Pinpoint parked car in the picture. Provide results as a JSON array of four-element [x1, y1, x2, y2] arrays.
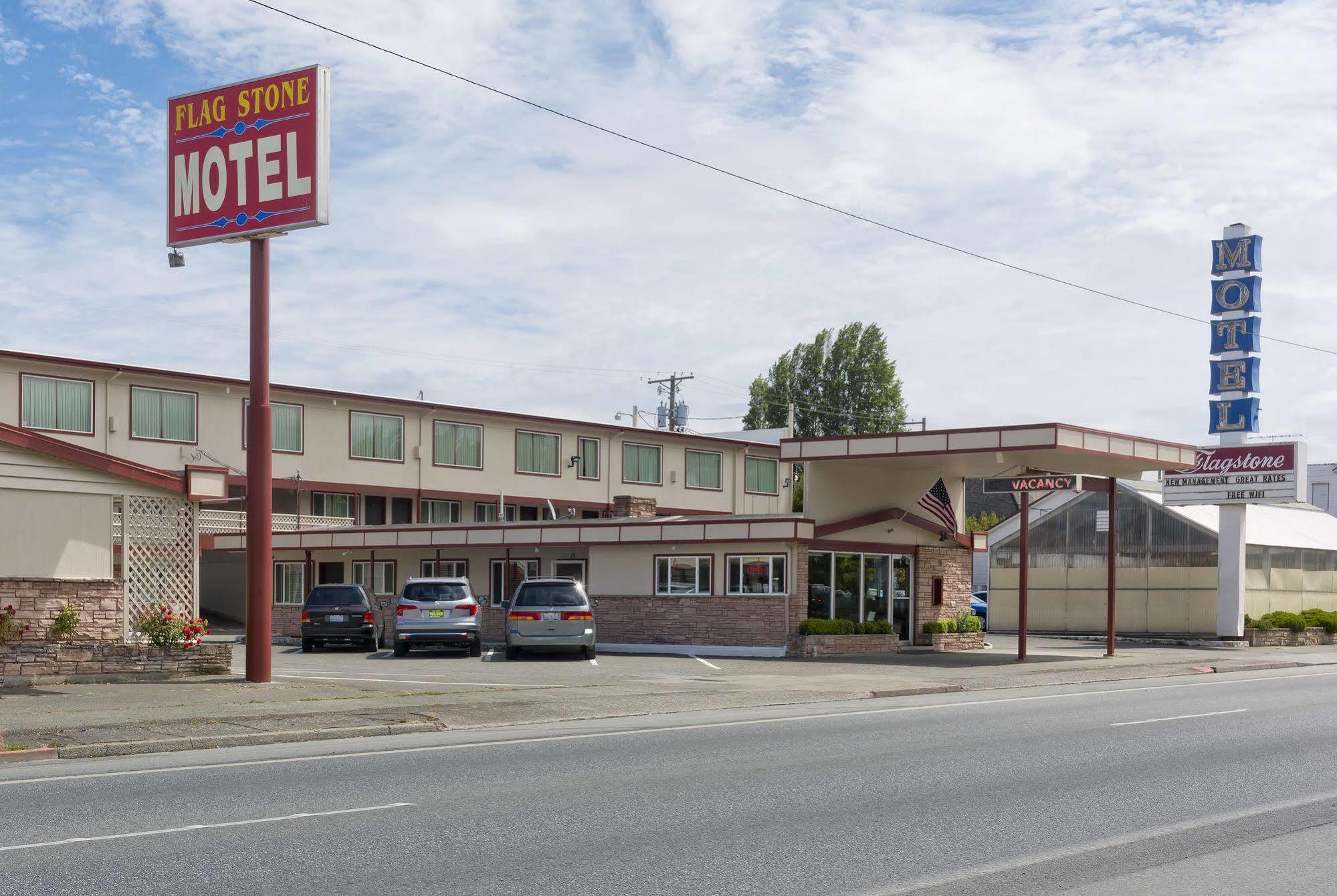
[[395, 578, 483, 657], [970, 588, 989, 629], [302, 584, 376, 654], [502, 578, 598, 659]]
--
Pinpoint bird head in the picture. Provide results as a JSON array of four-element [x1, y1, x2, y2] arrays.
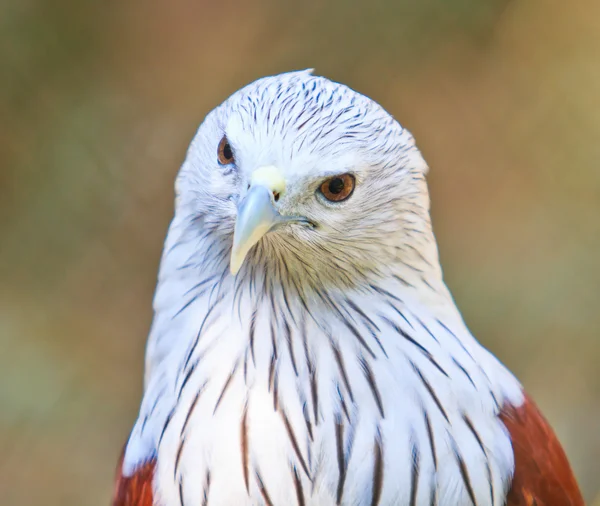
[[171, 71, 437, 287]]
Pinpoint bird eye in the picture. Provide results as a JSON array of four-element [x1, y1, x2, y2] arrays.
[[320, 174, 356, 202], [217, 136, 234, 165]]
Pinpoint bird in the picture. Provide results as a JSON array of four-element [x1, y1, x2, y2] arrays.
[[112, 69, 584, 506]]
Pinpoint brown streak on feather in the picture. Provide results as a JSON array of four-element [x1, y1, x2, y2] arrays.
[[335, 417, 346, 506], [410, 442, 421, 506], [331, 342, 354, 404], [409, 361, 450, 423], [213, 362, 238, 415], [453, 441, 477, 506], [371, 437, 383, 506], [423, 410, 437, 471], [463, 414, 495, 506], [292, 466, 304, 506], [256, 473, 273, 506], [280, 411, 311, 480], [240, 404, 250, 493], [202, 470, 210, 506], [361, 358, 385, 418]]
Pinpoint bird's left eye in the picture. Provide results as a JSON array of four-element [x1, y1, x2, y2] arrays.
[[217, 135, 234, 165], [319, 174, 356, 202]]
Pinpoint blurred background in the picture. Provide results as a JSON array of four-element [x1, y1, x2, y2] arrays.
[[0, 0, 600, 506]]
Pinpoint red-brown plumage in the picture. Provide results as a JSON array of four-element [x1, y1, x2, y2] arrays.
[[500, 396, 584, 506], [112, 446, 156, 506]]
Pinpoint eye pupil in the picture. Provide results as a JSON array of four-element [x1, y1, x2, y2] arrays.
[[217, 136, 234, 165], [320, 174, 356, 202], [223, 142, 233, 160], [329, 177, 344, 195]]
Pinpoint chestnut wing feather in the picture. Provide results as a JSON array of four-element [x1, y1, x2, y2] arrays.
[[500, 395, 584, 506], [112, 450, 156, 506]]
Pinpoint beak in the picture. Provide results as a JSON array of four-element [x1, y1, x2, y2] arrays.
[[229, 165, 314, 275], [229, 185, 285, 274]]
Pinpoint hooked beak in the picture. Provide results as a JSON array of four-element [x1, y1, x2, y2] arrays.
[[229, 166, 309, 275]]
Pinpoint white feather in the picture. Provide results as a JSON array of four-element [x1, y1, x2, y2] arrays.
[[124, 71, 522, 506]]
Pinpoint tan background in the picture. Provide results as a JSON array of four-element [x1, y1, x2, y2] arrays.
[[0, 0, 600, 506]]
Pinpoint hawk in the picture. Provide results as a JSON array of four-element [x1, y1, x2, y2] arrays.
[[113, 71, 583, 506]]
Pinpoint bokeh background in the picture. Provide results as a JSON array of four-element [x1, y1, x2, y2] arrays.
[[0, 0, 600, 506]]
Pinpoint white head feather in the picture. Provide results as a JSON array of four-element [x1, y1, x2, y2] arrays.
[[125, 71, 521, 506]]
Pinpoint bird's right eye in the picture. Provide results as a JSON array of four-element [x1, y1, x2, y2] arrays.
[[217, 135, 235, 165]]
--
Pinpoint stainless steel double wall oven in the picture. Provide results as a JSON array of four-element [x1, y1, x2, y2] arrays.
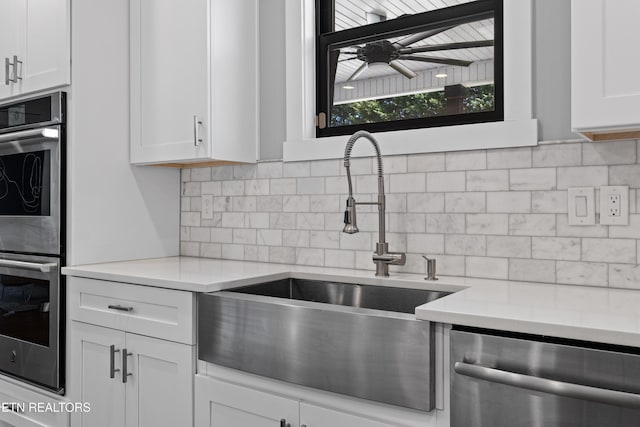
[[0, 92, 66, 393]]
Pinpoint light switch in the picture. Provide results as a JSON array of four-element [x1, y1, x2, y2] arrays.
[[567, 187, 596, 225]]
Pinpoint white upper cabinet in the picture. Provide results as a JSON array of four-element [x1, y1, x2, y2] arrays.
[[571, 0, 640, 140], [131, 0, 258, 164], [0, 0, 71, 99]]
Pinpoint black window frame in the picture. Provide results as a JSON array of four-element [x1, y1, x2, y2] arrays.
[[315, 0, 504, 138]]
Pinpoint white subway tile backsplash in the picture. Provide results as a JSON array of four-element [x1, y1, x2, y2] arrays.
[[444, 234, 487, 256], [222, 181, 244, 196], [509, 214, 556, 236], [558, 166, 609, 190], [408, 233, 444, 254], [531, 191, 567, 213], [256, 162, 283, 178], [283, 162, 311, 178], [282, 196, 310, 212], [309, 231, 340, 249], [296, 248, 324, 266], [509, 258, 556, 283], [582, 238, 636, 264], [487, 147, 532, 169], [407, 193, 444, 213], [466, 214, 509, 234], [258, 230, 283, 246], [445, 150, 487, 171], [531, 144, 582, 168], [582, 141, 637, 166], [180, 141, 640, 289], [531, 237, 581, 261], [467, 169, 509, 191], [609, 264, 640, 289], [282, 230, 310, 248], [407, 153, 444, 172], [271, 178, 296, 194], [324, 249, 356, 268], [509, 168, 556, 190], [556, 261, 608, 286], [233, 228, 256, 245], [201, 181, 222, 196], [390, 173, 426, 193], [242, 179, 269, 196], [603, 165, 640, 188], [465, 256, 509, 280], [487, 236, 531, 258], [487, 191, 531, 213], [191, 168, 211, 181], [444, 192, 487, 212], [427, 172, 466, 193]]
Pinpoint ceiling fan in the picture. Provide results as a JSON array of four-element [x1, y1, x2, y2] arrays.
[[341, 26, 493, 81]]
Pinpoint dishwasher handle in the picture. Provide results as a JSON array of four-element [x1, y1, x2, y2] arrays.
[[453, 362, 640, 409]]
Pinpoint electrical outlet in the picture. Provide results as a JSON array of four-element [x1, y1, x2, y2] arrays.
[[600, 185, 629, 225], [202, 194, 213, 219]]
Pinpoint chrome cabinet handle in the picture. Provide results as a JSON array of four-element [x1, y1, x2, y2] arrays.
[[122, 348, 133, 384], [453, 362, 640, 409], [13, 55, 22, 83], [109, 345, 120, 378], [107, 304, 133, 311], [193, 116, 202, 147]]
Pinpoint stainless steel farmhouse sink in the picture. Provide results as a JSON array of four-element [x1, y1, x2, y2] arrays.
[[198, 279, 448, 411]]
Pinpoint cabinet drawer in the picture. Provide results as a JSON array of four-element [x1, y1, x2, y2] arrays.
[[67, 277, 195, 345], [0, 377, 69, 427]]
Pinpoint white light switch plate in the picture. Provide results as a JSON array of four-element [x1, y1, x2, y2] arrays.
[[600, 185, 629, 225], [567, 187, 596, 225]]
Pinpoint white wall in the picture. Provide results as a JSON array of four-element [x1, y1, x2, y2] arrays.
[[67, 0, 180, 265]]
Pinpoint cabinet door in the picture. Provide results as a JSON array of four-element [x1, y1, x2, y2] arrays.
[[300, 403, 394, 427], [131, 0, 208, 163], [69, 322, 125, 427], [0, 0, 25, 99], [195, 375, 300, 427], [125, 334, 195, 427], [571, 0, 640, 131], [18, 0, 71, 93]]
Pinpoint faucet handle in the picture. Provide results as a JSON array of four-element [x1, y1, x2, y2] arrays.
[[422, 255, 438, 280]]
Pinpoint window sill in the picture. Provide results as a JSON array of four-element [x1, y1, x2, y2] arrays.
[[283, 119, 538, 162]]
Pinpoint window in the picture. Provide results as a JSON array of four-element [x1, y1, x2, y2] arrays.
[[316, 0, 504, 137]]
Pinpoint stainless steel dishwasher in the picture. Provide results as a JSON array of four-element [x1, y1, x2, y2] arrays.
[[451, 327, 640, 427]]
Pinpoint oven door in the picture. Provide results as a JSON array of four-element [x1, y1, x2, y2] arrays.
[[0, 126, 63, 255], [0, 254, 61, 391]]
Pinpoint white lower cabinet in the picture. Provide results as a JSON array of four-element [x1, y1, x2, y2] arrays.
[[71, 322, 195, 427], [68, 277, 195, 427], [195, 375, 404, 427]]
--
• **SET EXERCISE**:
Print the records again without changes, starting at the line containing "Pinpoint window sill" and ending at the line containing "375, 404, 427]]", both included.

• **COMPLETE ANSWER**:
Pinpoint window sill in the picture. Provide results as a JSON array of four-element [x1, y1, x2, y2] arrays.
[[283, 119, 538, 162]]
Pinpoint window in the picture. Provide results as a JSON array of four-element [x1, y1, x2, y2] arrays.
[[316, 0, 504, 137]]
Pinpoint stainless steel dishwasher in the picture. Provide results as a JSON array of four-element [x1, y1, x2, y2] arrays.
[[451, 327, 640, 427]]
Pinpoint oven door in the picture. Provide results as a JSON array of four-element [x1, y1, x2, y2] arrays.
[[0, 126, 63, 255], [0, 254, 61, 391]]
Pinpoint white lower cabinet in the picture. Provide results as a JSON array of four-element [x1, y1, x2, y2] arrays.
[[71, 322, 195, 427], [68, 277, 195, 427], [195, 375, 404, 427]]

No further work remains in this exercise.